[Data extracted from a collection]
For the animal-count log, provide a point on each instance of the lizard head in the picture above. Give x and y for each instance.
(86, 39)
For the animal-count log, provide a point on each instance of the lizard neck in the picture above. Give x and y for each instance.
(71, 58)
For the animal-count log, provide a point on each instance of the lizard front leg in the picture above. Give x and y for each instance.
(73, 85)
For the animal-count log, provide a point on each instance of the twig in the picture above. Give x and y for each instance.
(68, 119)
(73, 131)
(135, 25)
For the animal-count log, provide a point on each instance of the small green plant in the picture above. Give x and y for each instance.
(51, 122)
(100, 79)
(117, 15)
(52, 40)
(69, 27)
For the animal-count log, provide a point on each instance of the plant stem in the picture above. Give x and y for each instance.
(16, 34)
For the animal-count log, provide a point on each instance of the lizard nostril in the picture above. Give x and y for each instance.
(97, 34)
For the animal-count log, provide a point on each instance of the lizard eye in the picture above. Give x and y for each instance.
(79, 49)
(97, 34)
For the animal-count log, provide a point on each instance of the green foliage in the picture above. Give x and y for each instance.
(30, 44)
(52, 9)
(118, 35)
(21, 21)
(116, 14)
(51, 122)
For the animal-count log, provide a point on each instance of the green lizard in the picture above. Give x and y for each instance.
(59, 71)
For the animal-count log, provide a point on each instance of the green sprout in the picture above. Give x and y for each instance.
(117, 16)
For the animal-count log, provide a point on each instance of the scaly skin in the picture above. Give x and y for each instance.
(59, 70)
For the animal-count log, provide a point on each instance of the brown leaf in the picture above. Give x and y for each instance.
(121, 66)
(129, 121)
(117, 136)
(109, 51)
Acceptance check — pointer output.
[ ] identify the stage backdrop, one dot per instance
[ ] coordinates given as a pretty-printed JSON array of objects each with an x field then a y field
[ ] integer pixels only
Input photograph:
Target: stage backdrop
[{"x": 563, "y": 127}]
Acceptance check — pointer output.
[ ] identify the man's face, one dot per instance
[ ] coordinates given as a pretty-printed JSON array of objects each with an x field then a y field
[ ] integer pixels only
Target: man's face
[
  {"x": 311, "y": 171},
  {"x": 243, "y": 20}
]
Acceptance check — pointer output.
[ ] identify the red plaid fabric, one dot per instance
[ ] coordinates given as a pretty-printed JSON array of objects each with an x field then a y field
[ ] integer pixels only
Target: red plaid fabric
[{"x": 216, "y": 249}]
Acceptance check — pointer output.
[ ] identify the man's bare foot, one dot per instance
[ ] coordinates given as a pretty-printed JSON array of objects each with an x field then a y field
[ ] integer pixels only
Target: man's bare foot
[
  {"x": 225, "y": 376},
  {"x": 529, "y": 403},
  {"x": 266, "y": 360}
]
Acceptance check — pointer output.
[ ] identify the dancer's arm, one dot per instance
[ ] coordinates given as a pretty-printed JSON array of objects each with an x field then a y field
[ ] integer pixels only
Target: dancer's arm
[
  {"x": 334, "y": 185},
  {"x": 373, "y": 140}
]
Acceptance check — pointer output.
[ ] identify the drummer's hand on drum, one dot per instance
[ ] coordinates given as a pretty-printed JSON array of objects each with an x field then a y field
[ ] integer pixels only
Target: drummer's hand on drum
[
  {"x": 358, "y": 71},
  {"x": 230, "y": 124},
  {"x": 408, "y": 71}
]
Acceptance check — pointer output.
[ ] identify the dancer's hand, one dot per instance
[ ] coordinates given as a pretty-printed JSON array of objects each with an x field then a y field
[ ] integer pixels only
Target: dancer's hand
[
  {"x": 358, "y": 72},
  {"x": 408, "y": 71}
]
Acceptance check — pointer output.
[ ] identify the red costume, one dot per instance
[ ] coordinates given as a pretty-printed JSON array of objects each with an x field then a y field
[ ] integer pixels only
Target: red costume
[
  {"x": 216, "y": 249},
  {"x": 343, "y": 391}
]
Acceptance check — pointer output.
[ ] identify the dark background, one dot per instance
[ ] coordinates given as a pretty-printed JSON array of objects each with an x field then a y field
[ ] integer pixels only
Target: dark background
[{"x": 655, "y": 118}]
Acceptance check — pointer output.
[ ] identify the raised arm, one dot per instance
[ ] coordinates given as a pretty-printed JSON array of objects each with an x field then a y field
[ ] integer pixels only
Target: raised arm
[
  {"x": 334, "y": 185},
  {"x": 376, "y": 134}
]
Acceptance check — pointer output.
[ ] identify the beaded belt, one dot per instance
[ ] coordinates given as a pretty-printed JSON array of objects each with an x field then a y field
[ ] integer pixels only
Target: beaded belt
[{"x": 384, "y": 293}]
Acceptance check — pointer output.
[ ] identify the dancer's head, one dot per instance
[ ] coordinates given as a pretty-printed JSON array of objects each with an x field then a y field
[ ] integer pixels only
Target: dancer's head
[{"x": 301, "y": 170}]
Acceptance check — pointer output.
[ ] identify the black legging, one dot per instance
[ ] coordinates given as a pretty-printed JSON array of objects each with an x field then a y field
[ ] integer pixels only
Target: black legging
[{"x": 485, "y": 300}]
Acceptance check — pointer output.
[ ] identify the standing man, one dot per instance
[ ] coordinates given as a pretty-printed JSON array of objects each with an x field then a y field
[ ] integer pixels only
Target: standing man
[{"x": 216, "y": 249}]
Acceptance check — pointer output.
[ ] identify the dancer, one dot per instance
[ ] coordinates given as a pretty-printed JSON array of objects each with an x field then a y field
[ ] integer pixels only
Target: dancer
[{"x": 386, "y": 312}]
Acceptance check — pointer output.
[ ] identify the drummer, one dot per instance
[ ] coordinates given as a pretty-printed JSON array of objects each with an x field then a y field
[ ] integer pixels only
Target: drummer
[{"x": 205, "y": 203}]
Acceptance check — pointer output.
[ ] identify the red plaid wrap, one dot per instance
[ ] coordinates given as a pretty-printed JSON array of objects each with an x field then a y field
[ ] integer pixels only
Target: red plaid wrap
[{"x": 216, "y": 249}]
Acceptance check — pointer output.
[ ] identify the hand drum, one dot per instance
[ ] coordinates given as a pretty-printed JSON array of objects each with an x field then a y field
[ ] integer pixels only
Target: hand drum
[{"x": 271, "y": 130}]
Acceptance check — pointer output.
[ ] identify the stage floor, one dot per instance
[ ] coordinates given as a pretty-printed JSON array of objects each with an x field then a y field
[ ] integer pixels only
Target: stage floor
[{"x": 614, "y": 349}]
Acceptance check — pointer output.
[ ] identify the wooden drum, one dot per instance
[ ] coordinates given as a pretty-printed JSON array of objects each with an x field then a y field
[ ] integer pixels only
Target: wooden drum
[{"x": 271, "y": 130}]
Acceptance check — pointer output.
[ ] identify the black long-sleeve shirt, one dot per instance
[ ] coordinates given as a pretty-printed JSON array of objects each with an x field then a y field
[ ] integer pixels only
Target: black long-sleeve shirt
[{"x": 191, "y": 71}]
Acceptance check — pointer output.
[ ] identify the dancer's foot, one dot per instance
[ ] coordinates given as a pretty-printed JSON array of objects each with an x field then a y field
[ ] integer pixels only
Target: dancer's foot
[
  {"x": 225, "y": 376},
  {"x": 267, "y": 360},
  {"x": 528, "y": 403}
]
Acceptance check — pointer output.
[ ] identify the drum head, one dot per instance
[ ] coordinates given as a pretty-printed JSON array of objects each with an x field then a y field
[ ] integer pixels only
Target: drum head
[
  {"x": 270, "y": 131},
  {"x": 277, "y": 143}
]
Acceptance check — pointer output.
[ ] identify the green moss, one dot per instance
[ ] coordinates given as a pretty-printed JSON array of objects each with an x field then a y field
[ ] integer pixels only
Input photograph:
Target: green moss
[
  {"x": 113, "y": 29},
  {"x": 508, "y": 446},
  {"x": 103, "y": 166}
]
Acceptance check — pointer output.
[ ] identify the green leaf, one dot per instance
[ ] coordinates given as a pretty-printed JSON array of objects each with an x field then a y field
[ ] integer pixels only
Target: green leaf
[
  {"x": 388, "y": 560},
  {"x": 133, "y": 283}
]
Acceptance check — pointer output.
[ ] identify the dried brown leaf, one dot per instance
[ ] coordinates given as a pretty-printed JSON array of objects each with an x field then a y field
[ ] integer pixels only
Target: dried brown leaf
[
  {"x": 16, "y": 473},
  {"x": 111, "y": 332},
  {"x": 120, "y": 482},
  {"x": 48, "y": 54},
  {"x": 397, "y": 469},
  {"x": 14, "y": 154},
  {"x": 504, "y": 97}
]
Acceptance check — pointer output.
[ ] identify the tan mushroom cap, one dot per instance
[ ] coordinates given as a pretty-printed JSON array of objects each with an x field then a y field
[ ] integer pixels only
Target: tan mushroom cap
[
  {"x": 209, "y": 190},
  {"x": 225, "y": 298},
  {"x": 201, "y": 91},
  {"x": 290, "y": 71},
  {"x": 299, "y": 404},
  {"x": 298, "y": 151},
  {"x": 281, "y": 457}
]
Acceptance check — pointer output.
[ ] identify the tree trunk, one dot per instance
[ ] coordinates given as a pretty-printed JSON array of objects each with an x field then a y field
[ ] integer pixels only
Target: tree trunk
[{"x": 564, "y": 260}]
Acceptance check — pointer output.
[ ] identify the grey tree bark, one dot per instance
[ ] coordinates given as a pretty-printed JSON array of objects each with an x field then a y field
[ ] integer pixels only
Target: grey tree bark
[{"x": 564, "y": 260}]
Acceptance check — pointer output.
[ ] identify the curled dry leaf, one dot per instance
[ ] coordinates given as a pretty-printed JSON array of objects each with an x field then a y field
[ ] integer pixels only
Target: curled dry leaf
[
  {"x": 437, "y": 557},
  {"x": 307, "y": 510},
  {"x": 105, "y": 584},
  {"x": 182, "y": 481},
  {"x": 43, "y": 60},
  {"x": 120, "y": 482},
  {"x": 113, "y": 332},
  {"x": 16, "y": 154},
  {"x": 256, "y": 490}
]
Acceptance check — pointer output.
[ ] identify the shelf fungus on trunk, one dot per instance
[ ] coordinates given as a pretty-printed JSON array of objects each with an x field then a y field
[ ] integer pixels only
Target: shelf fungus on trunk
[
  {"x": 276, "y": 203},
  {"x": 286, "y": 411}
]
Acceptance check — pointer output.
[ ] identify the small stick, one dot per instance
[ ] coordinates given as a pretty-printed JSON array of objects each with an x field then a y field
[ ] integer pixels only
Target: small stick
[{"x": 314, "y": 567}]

• _PROBLEM DETAILS_:
All that belongs in your answer is the stretch of entries above from the line with "Target: dancer's hand" through the line with "[ ] identify the dark", printed exactly.

• _YOUR RESPONSE_:
Target: dancer's hand
[
  {"x": 358, "y": 72},
  {"x": 408, "y": 71}
]
Acceptance check — pointer output.
[ ] identify the red costume, one dot per instance
[ ] coordinates given as a pretty-printed JSON array of objects each with an x field then a y field
[ ] integer pixels only
Target: red costume
[
  {"x": 216, "y": 249},
  {"x": 343, "y": 391}
]
Acceptance check — pointer output.
[ ] identify the dark background, one dot per instance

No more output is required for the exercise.